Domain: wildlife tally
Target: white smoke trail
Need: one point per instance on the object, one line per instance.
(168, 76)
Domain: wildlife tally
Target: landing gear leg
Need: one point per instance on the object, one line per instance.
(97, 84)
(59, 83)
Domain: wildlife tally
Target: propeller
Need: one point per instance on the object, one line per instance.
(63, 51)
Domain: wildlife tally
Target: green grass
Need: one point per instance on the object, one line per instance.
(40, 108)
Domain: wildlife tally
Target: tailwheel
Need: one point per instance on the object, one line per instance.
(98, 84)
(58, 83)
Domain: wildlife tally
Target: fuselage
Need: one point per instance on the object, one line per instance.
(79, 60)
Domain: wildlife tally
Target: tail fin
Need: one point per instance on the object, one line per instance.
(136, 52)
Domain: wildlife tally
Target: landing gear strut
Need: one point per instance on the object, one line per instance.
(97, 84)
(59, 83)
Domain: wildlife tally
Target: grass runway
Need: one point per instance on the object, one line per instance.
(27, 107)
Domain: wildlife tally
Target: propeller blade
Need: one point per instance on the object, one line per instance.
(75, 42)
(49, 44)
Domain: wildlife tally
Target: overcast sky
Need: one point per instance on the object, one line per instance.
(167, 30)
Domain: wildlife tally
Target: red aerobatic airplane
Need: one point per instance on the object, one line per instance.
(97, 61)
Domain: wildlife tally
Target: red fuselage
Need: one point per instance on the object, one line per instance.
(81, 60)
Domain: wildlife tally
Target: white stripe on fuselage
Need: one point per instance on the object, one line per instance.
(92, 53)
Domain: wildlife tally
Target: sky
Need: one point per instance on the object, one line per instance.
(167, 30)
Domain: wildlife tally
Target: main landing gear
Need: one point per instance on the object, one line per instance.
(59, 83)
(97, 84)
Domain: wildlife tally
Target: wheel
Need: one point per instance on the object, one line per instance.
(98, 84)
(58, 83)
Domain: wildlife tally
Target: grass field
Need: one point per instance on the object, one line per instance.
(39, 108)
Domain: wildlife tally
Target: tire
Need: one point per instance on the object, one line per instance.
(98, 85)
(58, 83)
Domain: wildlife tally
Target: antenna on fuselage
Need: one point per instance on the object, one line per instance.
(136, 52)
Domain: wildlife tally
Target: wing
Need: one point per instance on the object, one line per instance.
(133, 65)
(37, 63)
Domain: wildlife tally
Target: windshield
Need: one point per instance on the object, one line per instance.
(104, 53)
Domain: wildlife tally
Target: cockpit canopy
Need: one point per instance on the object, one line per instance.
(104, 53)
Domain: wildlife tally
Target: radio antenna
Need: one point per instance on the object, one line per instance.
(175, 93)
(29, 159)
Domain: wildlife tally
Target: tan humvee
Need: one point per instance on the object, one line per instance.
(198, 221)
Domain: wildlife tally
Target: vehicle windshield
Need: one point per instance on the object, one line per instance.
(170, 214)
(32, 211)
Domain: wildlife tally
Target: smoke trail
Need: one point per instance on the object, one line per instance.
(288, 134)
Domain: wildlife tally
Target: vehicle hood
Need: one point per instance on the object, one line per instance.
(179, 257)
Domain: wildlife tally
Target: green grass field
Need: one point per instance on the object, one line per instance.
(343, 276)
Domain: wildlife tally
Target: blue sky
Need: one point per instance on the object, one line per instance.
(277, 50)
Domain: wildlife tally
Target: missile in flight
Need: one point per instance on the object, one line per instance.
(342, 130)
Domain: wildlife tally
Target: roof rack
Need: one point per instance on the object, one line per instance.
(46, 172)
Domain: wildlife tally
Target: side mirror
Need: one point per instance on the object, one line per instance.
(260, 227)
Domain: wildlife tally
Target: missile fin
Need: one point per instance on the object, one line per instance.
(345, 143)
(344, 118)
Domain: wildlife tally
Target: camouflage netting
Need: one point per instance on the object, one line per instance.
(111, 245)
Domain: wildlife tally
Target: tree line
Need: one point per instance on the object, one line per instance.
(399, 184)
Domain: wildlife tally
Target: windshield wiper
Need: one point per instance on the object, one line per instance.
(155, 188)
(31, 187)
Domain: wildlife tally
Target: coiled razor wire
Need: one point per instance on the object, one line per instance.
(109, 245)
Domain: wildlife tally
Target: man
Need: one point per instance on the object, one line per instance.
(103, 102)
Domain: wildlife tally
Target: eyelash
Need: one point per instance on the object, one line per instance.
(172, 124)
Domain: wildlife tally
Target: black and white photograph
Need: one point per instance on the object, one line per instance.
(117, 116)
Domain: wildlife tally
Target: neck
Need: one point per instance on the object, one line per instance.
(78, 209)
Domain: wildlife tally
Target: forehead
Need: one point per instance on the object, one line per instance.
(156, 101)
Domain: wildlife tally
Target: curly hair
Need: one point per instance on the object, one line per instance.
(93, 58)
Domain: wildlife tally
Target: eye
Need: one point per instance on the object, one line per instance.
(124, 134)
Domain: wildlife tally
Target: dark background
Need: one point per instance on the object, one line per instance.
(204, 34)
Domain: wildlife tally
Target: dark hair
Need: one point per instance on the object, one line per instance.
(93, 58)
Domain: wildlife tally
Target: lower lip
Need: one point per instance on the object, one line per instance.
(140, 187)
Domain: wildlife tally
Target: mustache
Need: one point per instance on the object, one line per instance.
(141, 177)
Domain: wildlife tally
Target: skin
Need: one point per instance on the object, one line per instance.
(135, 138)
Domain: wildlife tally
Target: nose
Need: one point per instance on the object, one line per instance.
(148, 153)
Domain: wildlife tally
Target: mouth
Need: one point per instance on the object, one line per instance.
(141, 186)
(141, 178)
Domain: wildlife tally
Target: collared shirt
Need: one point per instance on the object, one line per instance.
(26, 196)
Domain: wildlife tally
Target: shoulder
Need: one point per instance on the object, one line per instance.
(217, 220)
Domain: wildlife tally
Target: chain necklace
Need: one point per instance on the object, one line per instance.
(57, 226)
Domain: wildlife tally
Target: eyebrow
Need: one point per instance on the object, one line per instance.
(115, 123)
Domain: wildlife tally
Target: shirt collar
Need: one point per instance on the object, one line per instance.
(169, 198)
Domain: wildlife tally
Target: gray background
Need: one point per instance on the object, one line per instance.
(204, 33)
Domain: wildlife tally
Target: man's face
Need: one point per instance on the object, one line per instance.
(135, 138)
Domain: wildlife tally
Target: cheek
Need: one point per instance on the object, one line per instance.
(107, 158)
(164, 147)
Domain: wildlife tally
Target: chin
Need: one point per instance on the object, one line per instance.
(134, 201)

--------------------------------------------------

◆ **Requirements**
Please reproduce the entire listing, exactly as shown.

◆ **Answer for this exercise**
Domain: wildlife tally
Target: white smoke trail
Need: one point per instance on the object, one line per instance.
(168, 76)
Domain: wildlife tally
Target: landing gear leg
Need: one point per instance on the object, one line per instance.
(97, 84)
(59, 83)
Domain: wildlife tally
Target: propeller
Need: one point per instance on the object, one line per instance.
(63, 51)
Domain: wildlife tally
Target: green grass
Need: one point per instance on the object, one line per instance.
(40, 108)
Domain: wildlife tally
Target: tailwheel
Need: one point per instance on the object, one line per instance.
(98, 84)
(58, 83)
Domain: wildlife tally
Target: fuselage
Need: one point per instance on the object, one line per instance.
(79, 60)
Domain: wildlife tally
Target: tail fin
Need: one point per instance on the object, one line per instance.
(136, 52)
Domain: wildlife tally
Target: landing gear strut
Need: one point per instance on the object, one line per instance.
(97, 84)
(59, 83)
Domain: wildlife tally
Target: grass runway
Need: one point per instance on the object, one line per instance.
(27, 107)
Domain: wildlife tally
Target: propeller blade
Need: one point per instance on the object, one line per instance.
(75, 42)
(49, 44)
Domain: wildlife tally
Target: overcast sky
Need: one point per instance on the object, one line per instance.
(167, 30)
Domain: wildlife tally
Target: red aerobatic airplane
Need: one point per instance on the object, one line per instance.
(97, 61)
Domain: wildlife tally
Target: red fuselage
Need: one point per instance on the object, one line per instance.
(81, 60)
Domain: wildlife tally
Target: white stripe on fuselage
Need: one point per instance on the object, one line per instance.
(92, 53)
Domain: wildlife tally
Target: sky
Need: one point per instance on the object, one line per instance.
(167, 30)
Domain: wildlife tally
Target: main landing gear
Need: one point per instance on the object, one line per instance.
(59, 83)
(97, 84)
Domain: wildlife tally
Target: wheel
Need: one point per instance on the object, one line per instance.
(98, 84)
(58, 83)
Domain: wildlife tally
Target: grass field
Need: one point per instance on the object, one line per instance.
(39, 108)
Domain: wildlife tally
Target: tire
Need: one point per instance on the object, one line per instance.
(98, 85)
(58, 83)
Domain: wildlife tally
Target: antenna on fuselage
Need: one point per instance on the object, one line per instance.
(136, 52)
Domain: wildlife tally
Target: wing
Need: one point per instance on the object, one line per instance.
(133, 65)
(37, 63)
Domain: wildlife tally
Target: windshield
Need: one point per instance on the object, one line per instance.
(104, 53)
Domain: wildlife tally
Target: cockpit canopy
Need: one point per instance on the object, one line per instance.
(104, 53)
Domain: wildlife tally
Target: radio antenna
Need: one point per instance on the object, one line per instance.
(175, 93)
(29, 159)
Domain: wildlife tally
Target: tan humvee
Need: one point per instance on the object, one line per instance.
(198, 221)
Domain: wildlife tally
Target: vehicle windshield
Need: one point per instance on the object, one line per instance.
(170, 214)
(32, 211)
Domain: wildlife tally
Target: smoke trail
Need: one point per instance on the object, one line per instance.
(288, 134)
Domain: wildlife tally
Target: vehicle hood
Need: one point per instance on the object, one line per instance.
(179, 257)
Domain: wildlife tally
Target: green grass field
Need: one point per instance on the object, one line per instance.
(343, 276)
Domain: wildlife tally
Target: blue sky
Need: one point per instance on the object, one line per instance.
(277, 50)
Domain: wildlife tally
Target: missile in flight
Need: one point per instance on the object, one line per instance.
(342, 130)
Domain: wildlife tally
Target: roof rack
Need: one point per instance on the object, one line per instance.
(46, 172)
Domain: wildlife tally
Target: side mirror
Need: one point per instance on the object, one line per instance.
(260, 227)
Domain: wildlife tally
Target: missile fin
Need: one point per instance on the object, one line per instance.
(345, 143)
(344, 118)
Domain: wildlife tally
Target: camouflage netting
Need: one point per instance on the object, one line per instance.
(111, 245)
Domain: wildlife tally
Target: tree line
Need: one point per instance on the object, one line per instance.
(399, 184)
Domain: wildlife tally
Target: windshield wiper
Need: one point per instance on the object, one line per instance.
(155, 188)
(31, 187)
Domain: wildlife tally
Target: coiled razor wire
Need: one point per instance on the object, one line per instance.
(109, 245)
Domain: wildlife tally
Target: man
Need: one point per instance on the object, one line per instance.
(103, 102)
Domain: wildlife tally
Target: eyelash
Need: one point per instance on the object, one line per instance.
(172, 124)
Domain: wildlife tally
Target: black and white photograph
Need: one point per instance on the object, one line per instance.
(117, 116)
Domain: wildlife tally
Target: neck
Need: one point per instance on the object, one line per instance.
(78, 209)
Domain: wildlife tally
Target: forehead
Need: one point per instance on the object, one line per instance.
(156, 101)
Domain: wildlife tally
Target: curly hair
Need: one point per instance on the object, one line per instance.
(93, 58)
Domain: wildlife tally
Target: eye
Need: one point per instance on the object, one line per instance.
(124, 134)
Domain: wildlife tally
Target: dark background
Need: one point per instance on the object, one line per instance.
(204, 34)
Domain: wildlife tally
Target: dark hair
Need: one point per instance on the object, one line per instance.
(93, 58)
Domain: wildlife tally
Target: lower lip
Need: one point per instance on the object, one line per instance.
(140, 187)
Domain: wildlife tally
Target: mustache
Need: one point per instance on the object, one line per instance.
(141, 177)
Domain: wildlife tally
Target: skin
Need: one point per instance on the object, one line per instance.
(135, 138)
Domain: wildlife tally
Target: nose
Need: one point per instance on the object, one line per instance.
(148, 153)
Domain: wildlife tally
Target: mouth
Need: one point per instance on the object, one line per instance.
(141, 186)
(141, 178)
Domain: wildlife tally
Target: collared shirt
Need: one point per instance on the object, one line per instance.
(26, 196)
Domain: wildlife tally
Target: shoulder
Need: one point per instance on the object, one line per instance.
(217, 220)
Domain: wildlife tally
Target: chain necklace
Need: one point per instance on the object, one line per instance.
(57, 226)
Domain: wildlife tally
Target: eyebrow
Need: one point per instance on the object, one line per instance.
(115, 123)
Domain: wildlife tally
Target: shirt collar
Need: one point per instance on the object, one line per instance.
(169, 198)
Domain: wildlife tally
Target: gray background
Need: one point per instance on the object, one line per instance.
(204, 33)
Domain: wildlife tally
Target: man's face
Need: one point per instance on the object, one line per instance.
(135, 138)
Domain: wildlife tally
Target: cheek
Need: one point per instance on the object, one line per instance.
(107, 158)
(164, 147)
Domain: wildlife tally
Target: chin
Need: one point per instance on the object, one line per instance.
(134, 201)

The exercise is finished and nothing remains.